── Selected text

Spinal infections usually start in the lumbar disk. From the disk, the infection spreads to bone, resulting in osteomyelitis. Severe pain is the hallmark sign. The exception is spinal tuberculosis or Pott disease. In this case, the disk spaces are typically spared and a compression fracture may be the initial manifestation that leads to its discovery.

Frequency

United States

Most fractures of the lumbar spine that require operative treatment occur at the thoracolumbar junction. These injuries are primarily traumatic in origin. Most nontraumatic lumbar fractures are osteoporotic in origin. These are almost invariably wedge-type compression fractures. Osteoporosis affects 30 million people in the United States. In 1992, at least 1.2 million fractures occurred due to osteoporosis, and the number surely has increased since then. Approximately 50% of all osteoporotic fractures are vertebral. Approximately one third of those injuries are lumbar, one third are thoracolumbar, and one third are thoracic in origin. Additionally, 75% of women older than 65 years who have scoliosis have at least 1 osteoporotic wedge fracture.

────

Exercise instructions →
a) Answer these from the passage on lumbar spine fractures, one line each:
(i) Where do spinal infections usually start?
(ii) How many people in the United States does osteoporosis affect?
(iii) About what share of all osteoporotic fractures are vertebral?
b) Does each statement agree with the passage on lumbar spine fractures? Answer yes or no, and quote the words that decide it.
(i) In Pott disease, the disk spaces are typically the first structures involved.
(ii) Most nontraumatic lumbar fractures are osteoporotic.
(iii) At least 1.2 million fractures occurred due to osteoporosis in 1992.
c) Pick up the passage on lumbar spine fractures after its last sentence and continue it in the same style.

── Dataset excerpt

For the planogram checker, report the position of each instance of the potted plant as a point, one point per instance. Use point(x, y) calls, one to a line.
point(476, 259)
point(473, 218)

────

Answers per task →
a)
(i) In the lumbar disk.
(ii) 30 million.
(iii) Approximately 50%.

b)
(i) No: "the disk spaces are typically spared"
(ii) Yes: "Most nontraumatic lumbar fractures are osteoporotic in origin."
(iii) Yes: "In 1992, at least 1.2 million fractures occurred due to osteoporosis"

c)
Mortality/Morbidity

  • Mortality from a lumbar fracture is rare; however, morbidity can be significant.
  • In elderly patients with acute osteoporotic fractures, pain and prolonged bed rest can lead to multiple secondary medical complications.
  • In younger persons, traumatic spine injuries can result in neurologic loss of lower extremity strength and sensation, bowel and bladder function, and other problems.

Sex

Osteoporosis occurs primarily in postmenopausal women. Type 1 osteoporosis occurs in women aged 51-65 years and is associated with wrist and vertebral fractures. Estrogen deficiency is the main pathogenic factor. Type 2 osteoporosis (senile type) is observed in women and men older than 75 years, in a 2:1 ratio of women to men.

Age

In young and middle-aged adults, the most common form of lumbar fracture is traumatic in origin. High-velocity falls can cause burst fractures, and seat-belt injuries can cause wedge fractures. As stated above, women aged 51-65 years develop type 1 osteoporosis. After age 75 years, men also begin to develop type 2 osteoporosis.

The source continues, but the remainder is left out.